Exercise objective —
Give back every row below word for word, leaving out the pictures.

Rows listed in a dataset:
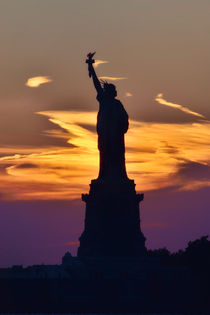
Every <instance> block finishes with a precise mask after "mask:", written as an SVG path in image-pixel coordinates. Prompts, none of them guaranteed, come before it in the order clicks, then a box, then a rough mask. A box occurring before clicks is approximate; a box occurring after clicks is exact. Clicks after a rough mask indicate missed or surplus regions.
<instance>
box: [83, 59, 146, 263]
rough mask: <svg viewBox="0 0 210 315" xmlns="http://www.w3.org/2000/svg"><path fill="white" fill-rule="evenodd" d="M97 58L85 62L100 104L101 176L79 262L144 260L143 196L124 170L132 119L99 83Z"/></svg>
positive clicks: (100, 170) (93, 200) (89, 203)
mask: <svg viewBox="0 0 210 315" xmlns="http://www.w3.org/2000/svg"><path fill="white" fill-rule="evenodd" d="M93 55H94V53H93V54H92V53H89V54H88V59H87V60H86V62H87V64H88V70H89V76H90V77H92V79H93V84H94V86H95V88H96V91H97V100H98V102H99V112H98V116H97V133H98V149H99V151H100V171H99V175H98V178H97V179H96V180H91V184H90V191H89V194H82V200H83V201H84V202H85V203H86V211H85V226H84V231H83V233H82V235H81V236H80V238H79V241H80V246H79V248H78V256H79V257H80V258H84V257H86V258H87V257H97V256H101V257H108V256H109V257H125V256H126V257H136V256H138V257H139V256H143V255H144V254H145V252H146V248H145V237H144V235H143V233H142V232H141V229H140V216H139V202H140V201H141V200H143V194H136V191H135V183H134V180H131V179H128V177H127V174H126V169H125V142H124V134H125V133H126V132H127V130H128V114H127V113H126V111H125V109H124V107H123V105H122V103H121V102H120V101H119V100H117V99H116V96H117V91H116V88H115V86H114V85H113V84H109V83H107V82H103V81H102V82H100V81H99V79H98V77H97V75H96V73H95V70H94V68H93V63H94V60H93Z"/></svg>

Worked solution —
Every <instance> block finishes with a precise mask after "mask:", written as an SVG path in image-pixel coordinates. Prompts, none of them guaranteed, come before it in the order clicks, then a box, then a rough mask. A box occurring before clicks is approximate; a box occurring after clicks is exact. Clicks after a rough mask indicate missed or surplus regions.
<instance>
box: [83, 59, 146, 263]
rough mask: <svg viewBox="0 0 210 315" xmlns="http://www.w3.org/2000/svg"><path fill="white" fill-rule="evenodd" d="M97 58L85 62L100 104L101 176L79 262L144 260L143 196L124 170L132 119L99 83Z"/></svg>
positive clicks: (100, 170) (93, 200) (89, 203)
mask: <svg viewBox="0 0 210 315" xmlns="http://www.w3.org/2000/svg"><path fill="white" fill-rule="evenodd" d="M93 55H94V53H93V54H92V53H89V54H88V59H87V60H86V62H87V64H88V70H89V76H90V77H92V79H93V84H94V86H95V88H96V91H97V100H98V102H99V112H98V116H97V133H98V149H99V151H100V171H99V175H98V178H97V179H96V180H91V184H90V191H89V194H82V200H83V201H84V202H85V203H86V211H85V226H84V231H83V233H82V235H81V236H80V238H79V241H80V246H79V248H78V256H79V257H80V258H84V257H86V258H87V257H97V256H101V257H108V256H109V257H125V256H126V257H136V256H138V257H139V256H143V255H144V254H145V252H146V248H145V237H144V235H143V233H142V232H141V229H140V216H139V202H140V201H141V200H143V194H136V191H135V183H134V180H131V179H128V177H127V174H126V169H125V142H124V134H125V133H126V132H127V130H128V114H127V113H126V111H125V109H124V107H123V105H122V103H121V102H120V101H119V100H117V99H116V96H117V91H116V88H115V86H114V85H113V84H109V83H107V82H103V81H102V82H100V81H99V79H98V77H97V75H96V73H95V70H94V68H93V63H94V60H93Z"/></svg>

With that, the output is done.